__Supplied passage__:
12. If LPAR was running AIO (data collected in Step 2), verify it is running (smitty aio)

13. Check for any other customizations which may have been made on this LPAR

14. Vary on the volume groups,  use the “lspv” data collected in Step 2 to identify by PVID a hdisk in each volume group.  Run for each volume group:

a. importvg –y <vgname> hdisk# Will vary on all hdisk in the volume group

b. varyonvg <vgname>

c. mount all Verify mounts are good

15. Verify paging space is configured appropriately

a. lsps –a Look for Active and Auto set to yes

b. chps –ay pagingXX Run for each paging space, sets Auto

c. swapon /dev/pagingxx Run for each paging space, sets Active

16. Verify LPAR is running 64 bit

a. bootinfo –K If 64, you are good

b. ln –sf /usr/lib/boot/unix_64 /unix If 32, change to run 64 bit

c. ln –sf /usr/lib/boot/unix_64 /usr/lib/boot/unix

d. bosboot –ak /usr/lib/boot/unix_64

17. If LPAR has Power Path

a. Run “powermt config” Creates the powerpath0 device

b. Run “pprootdev on” Sets Power Path control of the boot disk

c. If Clariion, make configuration changes to enable SP failover

chdev -l powerpath0 -Pa QueueDepthAdj=1

chdev –l fcsX –Pa num_cmd_elems=2048 For each fiber adapter

chdev –l fscsiX –Pa fc_err_recov=fast_fail For each fiber adapter

d. Halt the LPAR

e. Activate the Normal profile If Sym/DMX – verify two HBA’s in profile

f. If Clarrion attached, have Storage add zone to 2nd SP

i. Run cfgmgr Configure the 2nd set of disk

g. Run “pprootdev fix” Put rootdisk pvid’s back on hdisk

h. lspv | grep rootvg Get boot disk hdisk#

i. bootlist –m normal –o hdisk# hdisk# Set the boot list with both hdisk

20. From the HMC, remove the LPAR profile from the old frame

21. Pull cables from the old LPAR (Ethernet and fiber), deactivate patch panel ports

22. Update documentation, Server Master, AIX Hardware spreadsheet, Patch Panel spreadsheet

23. Return the old boot disk to storage.

__Recorded information__:
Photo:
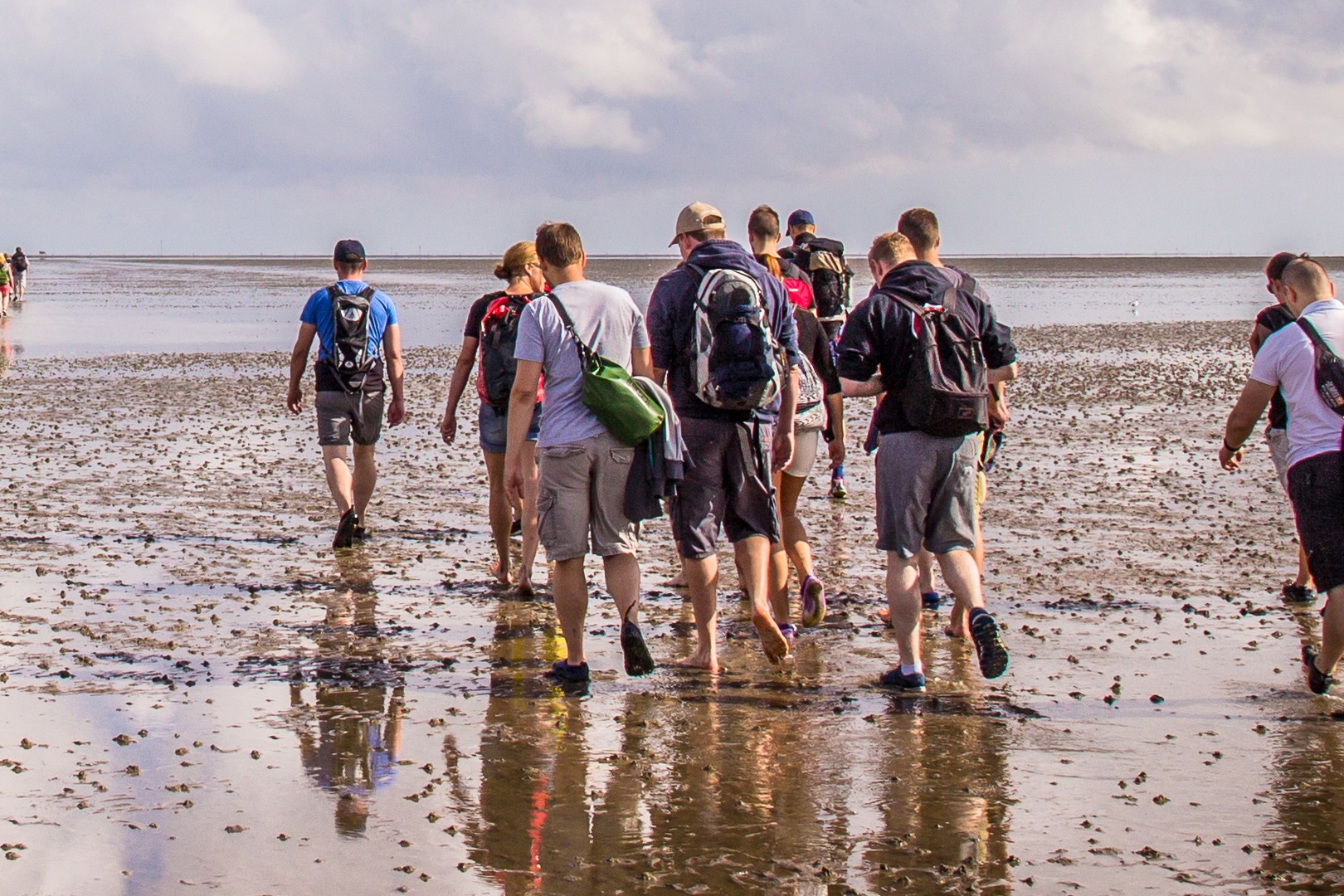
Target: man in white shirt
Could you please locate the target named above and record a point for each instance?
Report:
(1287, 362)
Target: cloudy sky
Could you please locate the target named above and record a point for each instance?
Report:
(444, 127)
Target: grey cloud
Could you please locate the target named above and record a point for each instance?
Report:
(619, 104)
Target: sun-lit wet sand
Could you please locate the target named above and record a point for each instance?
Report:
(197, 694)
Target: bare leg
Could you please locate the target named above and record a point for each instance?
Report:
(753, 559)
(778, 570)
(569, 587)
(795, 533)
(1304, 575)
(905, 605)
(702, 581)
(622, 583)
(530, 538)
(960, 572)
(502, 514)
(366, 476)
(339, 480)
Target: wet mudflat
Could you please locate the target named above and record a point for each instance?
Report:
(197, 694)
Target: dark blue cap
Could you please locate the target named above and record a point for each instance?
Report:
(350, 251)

==

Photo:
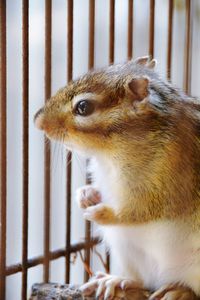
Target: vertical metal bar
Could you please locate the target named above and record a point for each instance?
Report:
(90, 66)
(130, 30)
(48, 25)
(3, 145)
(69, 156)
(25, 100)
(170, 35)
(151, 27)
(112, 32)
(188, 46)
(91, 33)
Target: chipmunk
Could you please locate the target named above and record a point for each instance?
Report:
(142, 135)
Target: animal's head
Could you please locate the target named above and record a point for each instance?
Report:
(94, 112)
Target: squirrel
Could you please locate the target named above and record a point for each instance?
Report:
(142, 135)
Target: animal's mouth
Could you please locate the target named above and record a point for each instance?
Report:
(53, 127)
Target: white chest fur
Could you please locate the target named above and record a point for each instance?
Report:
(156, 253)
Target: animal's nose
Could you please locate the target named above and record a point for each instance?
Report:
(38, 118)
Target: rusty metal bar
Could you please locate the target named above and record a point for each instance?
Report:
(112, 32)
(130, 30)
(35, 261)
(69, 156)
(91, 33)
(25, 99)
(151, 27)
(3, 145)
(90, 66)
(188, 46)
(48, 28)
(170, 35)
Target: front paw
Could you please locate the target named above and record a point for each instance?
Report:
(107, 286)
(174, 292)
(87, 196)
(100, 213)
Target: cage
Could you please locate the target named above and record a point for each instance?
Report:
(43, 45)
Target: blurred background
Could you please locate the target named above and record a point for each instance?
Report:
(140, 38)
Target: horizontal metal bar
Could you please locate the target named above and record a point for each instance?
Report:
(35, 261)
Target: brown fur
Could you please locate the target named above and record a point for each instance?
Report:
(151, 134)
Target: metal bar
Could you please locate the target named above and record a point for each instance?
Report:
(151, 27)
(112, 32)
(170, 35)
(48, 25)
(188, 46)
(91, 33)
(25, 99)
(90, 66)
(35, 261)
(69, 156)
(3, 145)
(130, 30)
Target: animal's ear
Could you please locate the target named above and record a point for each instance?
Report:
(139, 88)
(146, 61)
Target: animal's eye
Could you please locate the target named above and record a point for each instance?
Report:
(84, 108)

__Exercise tasks__:
1. Translate the sentence "From the HMC, remove the LPAR profile from the old frame" from the AIX LPAR procedure into German.
2. Reproduce the AIX LPAR procedure from "h. lspv | grep" up to and including "disk to storage.".
The records have no connection to the AIX LPAR procedure.

__Solutions to the problems__:
1. Entfernen Sie über die HMC das LPAR-Profil vom alten Frame.

2.
h. lspv | grep rootvg Get boot disk hdisk#

i. bootlist –m normal –o hdisk# hdisk# Set the boot list with both hdisk

20. From the HMC, remove the LPAR profile from the old frame

21. Pull cables from the old LPAR (Ethernet and fiber), deactivate patch panel ports

22. Update documentation, Server Master, AIX Hardware spreadsheet, Patch Panel spreadsheet

23. Return the old boot disk to storage.